§ **DOCUMENT SEGMENT**

Personal information
- Born: August 6, 1986 (age 39) Salt Lake City, Utah, U.S.
- Listed height: 6 ft 5 in (1.96 m)
- Listed weight: 310 lb (141 kg)

Career information
- High school: Skyline (Millcreek, Utah)
- College: Utah (2008-2011)
- NFL draft: 2012: 3rd round, 95th overall pick

Career history
- Oakland Raiders (2012–2015); Houston Texans (2016); Arizona Cardinals (2017)*; Baltimore Ravens (2017); Washington Redskins (2017–2019); San Francisco 49ers (2020);
- * Offseason and/or practice squad member only

Awards and highlights
- First-team All-Pac-12 (2011); Second-team All-Mountain West (2010);

Career NFL statistics
- Games played: 86
- Games started: 21
- Stats at Pro Football Reference

= Tony Bergstrom =

American football player (born 1986)

Anthony Steven Bergstrom (born August 6, 1986) is an American former professional football player who was a center in the National Football League (NFL). He played college football for the Utah Utes, and was selected by the Oakland Raiders in the third round of the 2012 NFL draft. He was also a member of the Houston Texans, Arizona Cardinals, Baltimore Ravens, Washington Redskins, and San Francisco 49ers.

==Early life==
Bergstrom was a three-year starter and team captain on the powerhouse Skyline Eagles football team. It was there he gained the nickname, "The Man with the Silver Biceps." In 2002 and 2003 the Eagles made the state finals and in 2004 they were Regional champions and made the state semi-finals. Bergstrom was All-State and Region 3 Player of the Year in 2004 as well as the Eagles' Most Valuable Player. Throughout his high school career Bergstrom won many athletic and academic awards and nominations, including being a three-year High Honor Roll, an Academic All State, earning a College Board AP Scholar Award and being a National Football Foundation & College Hall of Fame 2004 Scholar-Leader-Athlete nominee. Bergstrom was also a three-year letterman in basketball and a two-year letterman in track and field.

==College career==

===2008===
Bergstrom enrolled with the University of Utah in 2005 before departing on a LDS Church mission. He returned to school for the 2008 spring semester. He played in 10 games and started at left tackle against University of Nevada-Las Vegas, finishing with three knockdowns, two cuts and a pancake block. He also recorded two knockdowns and two cuts against Weber State and a pancake block against San Diego State. Bergstrom also saw action on special teams and was named Academic All-MWC and to the Athletic Director's Honor Roll.

===2009===
Bergstrom became the starting right tackle in 2009, leading the offensive line in total plays with 816 during the regular season. The coaches graded him at 81% on the year, with 662 wins of his 816 plays. He had 29 cuts and 12 pancake blocks for the season. His nine cuts against San Diego State was the best by a Ute all season and his highest grade of the year in a single game was 95% against fierce rivals BYU. He was also an Academic All-MWC.

(Stored dataset items)
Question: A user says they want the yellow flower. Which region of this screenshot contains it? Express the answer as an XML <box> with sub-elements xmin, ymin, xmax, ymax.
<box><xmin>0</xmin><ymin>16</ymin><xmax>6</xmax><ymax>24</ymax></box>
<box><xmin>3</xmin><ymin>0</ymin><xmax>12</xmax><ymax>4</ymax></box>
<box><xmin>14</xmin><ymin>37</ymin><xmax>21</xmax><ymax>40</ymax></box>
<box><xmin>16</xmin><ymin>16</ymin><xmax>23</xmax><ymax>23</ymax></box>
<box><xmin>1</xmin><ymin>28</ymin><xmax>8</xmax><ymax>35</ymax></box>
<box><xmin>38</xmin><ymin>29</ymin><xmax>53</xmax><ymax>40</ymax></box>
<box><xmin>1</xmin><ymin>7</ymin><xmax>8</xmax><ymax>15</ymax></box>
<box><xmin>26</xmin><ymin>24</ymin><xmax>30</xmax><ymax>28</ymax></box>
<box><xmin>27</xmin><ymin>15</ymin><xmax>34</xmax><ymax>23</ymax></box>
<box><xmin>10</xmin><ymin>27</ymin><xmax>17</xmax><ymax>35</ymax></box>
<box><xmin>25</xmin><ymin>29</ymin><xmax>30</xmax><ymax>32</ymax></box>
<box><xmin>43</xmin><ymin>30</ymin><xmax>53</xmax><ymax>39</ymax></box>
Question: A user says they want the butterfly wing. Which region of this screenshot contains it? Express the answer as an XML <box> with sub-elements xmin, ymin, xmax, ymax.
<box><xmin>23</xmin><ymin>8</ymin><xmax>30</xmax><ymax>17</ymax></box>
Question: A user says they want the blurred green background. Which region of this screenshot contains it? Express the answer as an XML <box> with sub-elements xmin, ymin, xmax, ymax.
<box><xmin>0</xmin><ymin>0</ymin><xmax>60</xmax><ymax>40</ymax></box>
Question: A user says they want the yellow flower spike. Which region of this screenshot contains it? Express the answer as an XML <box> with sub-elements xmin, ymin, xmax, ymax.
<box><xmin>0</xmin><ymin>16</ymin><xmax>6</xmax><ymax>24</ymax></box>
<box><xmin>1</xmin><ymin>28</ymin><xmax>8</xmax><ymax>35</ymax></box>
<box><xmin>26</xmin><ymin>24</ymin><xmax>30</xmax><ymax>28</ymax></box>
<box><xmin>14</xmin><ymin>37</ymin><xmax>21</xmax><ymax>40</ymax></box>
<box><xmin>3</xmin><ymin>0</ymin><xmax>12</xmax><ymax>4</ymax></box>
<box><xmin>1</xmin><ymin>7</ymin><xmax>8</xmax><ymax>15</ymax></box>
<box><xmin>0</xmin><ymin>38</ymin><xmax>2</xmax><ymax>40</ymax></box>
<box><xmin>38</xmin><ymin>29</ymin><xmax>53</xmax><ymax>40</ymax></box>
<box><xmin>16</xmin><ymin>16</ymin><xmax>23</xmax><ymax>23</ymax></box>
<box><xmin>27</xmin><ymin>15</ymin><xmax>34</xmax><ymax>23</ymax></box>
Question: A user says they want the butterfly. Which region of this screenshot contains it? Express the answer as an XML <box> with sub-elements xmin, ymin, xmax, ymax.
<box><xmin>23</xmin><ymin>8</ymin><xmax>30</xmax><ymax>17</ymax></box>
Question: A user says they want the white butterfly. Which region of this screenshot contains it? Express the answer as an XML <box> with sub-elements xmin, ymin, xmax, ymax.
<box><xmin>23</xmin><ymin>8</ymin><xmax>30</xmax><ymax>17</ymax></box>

§ **ACTIVITIES**
(a) In the Tony Bergstrom article, how many total plays did he lead the offensive line with during the 2009 regular season?
(b) Output everything in the Tony Bergstrom article from "- Listed height: 6" down to "College: Utah (2008-2011)".
(c) Write the next part of the Tony Bergstrom article, starting after its last sentence.

§ **ACTIVITY ANSWERS**
(a) 816 plays.

(b)
- Listed height: 6 ft 5 in (1.96 m)
- Listed weight: 310 lb (141 kg)

Career information
- High school: Skyline (Millcreek, Utah)
- College: Utah (2008-2011)

(c)
===2010===
Bergstrom again started every game at right tackle and again led the offensive line in total plays with 584 in the 10 graded games. He did not allow a sack all season and he graded out at 84% on the season, winning 485 of his 584 plays. He had 14 cuts and two pancake blocks for the season. He again dominated San Diego State, winning 61-of-70 plays. He was voted to the Second-Team All-MWC.

===2011===
In 2011, Utah transferred to the Pac-12 conference and Bergstrom as team captain continued as the starting right tackle. He started in all 12 of the games he was fit, missing most of the rivalry game against BYU and the entire Washington game due to a knee injury. He led the Utes with an overall grade of 85% on the season, winning 546 of his 639 plays during the regular season. He was the best-graded Ute linemen in 6 games; earning 88% against Montana State, 91% against Oregon State University, 85% against University of Pittsburgh, 90% against University of California-Los Angeles, 89% against Washington State University and tied for the best grade with 92% against University of Colorado. He was named to the First-Team All-Pac-12 at the end of the season.

Bergstrom played 48 career games at Utah, starting 38 at right tackle.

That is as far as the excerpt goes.